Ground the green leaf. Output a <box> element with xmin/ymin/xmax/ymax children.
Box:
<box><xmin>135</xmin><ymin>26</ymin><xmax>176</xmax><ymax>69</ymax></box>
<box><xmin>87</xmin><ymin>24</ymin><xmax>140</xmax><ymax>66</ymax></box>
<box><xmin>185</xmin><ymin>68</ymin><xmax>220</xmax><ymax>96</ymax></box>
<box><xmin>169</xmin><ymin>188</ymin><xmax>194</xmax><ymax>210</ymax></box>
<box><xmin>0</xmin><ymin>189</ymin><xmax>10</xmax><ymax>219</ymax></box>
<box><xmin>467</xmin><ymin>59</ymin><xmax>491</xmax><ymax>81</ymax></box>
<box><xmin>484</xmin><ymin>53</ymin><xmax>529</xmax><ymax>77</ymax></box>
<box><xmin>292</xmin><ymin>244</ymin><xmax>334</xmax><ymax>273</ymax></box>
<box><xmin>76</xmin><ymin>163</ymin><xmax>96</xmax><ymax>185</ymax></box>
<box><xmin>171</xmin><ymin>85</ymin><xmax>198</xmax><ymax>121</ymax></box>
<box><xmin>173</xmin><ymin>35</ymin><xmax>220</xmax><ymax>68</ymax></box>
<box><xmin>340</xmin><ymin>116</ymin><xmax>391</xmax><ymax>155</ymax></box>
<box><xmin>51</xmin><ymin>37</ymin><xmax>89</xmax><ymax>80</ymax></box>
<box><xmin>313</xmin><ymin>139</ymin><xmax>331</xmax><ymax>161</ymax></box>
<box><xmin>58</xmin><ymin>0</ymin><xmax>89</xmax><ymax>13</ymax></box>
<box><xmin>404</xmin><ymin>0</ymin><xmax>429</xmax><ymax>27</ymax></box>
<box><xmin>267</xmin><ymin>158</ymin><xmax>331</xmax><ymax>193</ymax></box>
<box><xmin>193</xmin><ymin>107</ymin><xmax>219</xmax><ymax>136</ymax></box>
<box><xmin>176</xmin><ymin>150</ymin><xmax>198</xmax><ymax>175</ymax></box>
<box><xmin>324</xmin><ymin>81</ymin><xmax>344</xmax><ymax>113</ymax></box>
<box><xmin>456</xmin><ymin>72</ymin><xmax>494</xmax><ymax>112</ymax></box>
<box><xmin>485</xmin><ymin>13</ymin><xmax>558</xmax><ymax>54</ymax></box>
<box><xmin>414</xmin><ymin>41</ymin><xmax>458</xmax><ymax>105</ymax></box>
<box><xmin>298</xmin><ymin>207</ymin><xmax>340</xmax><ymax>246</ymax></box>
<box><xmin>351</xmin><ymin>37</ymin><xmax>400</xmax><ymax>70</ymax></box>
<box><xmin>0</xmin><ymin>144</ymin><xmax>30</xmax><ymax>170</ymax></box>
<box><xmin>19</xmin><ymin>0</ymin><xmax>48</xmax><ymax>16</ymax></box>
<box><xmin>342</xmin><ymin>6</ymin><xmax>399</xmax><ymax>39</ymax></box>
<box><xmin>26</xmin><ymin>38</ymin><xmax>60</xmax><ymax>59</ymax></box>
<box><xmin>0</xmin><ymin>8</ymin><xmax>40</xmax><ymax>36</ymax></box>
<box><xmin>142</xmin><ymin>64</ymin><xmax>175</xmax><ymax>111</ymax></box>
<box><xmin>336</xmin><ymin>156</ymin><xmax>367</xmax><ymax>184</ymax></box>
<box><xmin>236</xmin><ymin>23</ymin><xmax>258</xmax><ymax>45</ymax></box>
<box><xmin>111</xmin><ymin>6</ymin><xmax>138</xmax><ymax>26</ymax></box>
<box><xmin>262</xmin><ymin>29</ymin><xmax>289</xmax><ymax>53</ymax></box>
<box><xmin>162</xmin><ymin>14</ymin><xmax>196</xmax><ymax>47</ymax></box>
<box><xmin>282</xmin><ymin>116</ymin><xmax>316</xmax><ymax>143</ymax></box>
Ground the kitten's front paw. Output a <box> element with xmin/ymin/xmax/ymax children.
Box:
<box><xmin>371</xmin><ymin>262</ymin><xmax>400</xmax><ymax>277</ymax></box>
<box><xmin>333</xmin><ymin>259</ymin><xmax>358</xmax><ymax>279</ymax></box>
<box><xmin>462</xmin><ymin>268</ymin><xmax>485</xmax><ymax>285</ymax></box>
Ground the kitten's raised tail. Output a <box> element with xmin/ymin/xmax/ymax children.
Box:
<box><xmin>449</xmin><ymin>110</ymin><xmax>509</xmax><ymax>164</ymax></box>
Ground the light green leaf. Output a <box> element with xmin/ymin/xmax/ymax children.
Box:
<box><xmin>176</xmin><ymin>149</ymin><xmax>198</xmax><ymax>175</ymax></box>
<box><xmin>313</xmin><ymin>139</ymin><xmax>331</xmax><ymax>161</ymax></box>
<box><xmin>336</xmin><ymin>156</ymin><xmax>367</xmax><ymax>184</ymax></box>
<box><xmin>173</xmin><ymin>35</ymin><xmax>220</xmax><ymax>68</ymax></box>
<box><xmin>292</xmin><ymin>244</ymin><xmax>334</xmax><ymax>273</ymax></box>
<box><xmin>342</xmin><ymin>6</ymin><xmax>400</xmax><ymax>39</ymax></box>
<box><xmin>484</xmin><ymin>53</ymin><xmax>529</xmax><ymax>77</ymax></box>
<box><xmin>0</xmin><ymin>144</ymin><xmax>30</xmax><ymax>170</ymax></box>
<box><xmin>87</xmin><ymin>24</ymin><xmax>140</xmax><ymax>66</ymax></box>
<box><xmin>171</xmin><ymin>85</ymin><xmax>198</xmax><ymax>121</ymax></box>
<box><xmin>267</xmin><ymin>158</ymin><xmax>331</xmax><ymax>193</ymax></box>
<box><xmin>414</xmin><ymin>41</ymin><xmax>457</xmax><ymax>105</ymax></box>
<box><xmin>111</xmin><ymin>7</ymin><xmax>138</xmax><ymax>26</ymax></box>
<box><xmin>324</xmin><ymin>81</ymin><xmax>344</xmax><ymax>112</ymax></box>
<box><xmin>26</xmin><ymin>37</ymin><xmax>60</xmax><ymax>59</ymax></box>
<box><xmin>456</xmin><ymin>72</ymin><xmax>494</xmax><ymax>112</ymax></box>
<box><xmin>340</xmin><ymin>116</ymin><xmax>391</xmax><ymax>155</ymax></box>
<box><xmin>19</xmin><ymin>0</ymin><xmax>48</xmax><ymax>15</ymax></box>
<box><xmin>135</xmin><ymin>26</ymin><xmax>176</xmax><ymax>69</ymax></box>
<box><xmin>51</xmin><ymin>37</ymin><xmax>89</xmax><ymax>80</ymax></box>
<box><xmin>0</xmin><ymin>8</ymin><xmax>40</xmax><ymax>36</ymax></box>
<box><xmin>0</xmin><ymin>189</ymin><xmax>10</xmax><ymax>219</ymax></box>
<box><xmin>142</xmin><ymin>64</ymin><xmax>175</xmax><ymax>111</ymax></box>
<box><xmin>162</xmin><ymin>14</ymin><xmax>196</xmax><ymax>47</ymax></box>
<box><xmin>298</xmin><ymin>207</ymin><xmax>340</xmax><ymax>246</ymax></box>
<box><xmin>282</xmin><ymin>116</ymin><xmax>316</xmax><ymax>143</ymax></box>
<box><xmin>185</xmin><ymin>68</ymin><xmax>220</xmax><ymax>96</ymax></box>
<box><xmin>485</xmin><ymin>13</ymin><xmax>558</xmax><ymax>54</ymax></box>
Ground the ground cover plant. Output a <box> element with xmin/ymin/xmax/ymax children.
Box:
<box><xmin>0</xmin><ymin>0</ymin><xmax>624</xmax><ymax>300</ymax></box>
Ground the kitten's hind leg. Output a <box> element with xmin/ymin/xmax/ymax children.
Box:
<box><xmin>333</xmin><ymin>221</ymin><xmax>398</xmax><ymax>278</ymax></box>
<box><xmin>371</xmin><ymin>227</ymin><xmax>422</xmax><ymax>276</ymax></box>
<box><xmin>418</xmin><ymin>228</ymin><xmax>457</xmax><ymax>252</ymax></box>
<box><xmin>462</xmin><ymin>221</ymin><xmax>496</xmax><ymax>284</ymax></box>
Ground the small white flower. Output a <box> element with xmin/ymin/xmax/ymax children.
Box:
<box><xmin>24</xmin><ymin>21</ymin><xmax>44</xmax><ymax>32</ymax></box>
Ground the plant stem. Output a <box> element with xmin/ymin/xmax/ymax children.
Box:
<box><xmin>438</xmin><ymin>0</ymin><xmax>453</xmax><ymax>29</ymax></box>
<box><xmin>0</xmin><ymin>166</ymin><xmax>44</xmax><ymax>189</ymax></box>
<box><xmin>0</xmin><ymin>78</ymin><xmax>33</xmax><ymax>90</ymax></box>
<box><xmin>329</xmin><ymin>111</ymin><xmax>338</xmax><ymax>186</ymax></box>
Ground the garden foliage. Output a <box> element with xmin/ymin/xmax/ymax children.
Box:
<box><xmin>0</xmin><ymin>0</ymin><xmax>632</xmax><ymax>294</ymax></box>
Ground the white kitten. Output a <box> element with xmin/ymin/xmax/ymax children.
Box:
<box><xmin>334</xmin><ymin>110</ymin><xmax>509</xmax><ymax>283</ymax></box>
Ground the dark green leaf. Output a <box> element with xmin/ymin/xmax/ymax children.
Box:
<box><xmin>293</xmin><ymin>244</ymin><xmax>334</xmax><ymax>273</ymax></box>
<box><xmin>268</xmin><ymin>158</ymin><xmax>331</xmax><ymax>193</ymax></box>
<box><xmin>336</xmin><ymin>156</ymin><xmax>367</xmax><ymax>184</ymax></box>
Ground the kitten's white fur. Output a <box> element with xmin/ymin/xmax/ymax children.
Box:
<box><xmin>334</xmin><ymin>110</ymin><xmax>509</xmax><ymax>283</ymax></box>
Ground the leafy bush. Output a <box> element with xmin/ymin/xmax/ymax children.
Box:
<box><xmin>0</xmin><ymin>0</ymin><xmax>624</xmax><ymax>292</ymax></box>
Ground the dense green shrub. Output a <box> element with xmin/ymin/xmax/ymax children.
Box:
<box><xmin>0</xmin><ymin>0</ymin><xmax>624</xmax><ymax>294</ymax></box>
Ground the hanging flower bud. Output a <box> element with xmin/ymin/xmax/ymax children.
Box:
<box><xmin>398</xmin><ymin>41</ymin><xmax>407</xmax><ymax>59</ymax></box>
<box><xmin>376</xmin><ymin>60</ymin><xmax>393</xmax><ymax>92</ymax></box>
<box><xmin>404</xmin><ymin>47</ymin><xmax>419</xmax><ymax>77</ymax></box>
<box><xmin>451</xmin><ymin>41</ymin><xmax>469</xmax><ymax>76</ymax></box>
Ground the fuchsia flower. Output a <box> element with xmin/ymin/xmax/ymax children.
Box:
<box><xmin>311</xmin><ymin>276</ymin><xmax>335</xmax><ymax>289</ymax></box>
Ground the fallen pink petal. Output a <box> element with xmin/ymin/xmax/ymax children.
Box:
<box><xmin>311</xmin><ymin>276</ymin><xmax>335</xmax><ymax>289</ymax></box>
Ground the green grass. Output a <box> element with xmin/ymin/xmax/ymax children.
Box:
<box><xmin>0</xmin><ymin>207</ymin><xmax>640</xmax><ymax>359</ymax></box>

## What to work on
Copy the items above word for word, starting at the line containing "Ground the fallen" and continuing through the last line of the items.

## Correct output
Ground the fallen pink petal. Output a <box> element with xmin/ymin/xmax/ymax children.
Box:
<box><xmin>311</xmin><ymin>276</ymin><xmax>335</xmax><ymax>289</ymax></box>
Ground the green grass. Output a <box> element with xmin/ymin/xmax/ymax children.
Box:
<box><xmin>0</xmin><ymin>207</ymin><xmax>640</xmax><ymax>359</ymax></box>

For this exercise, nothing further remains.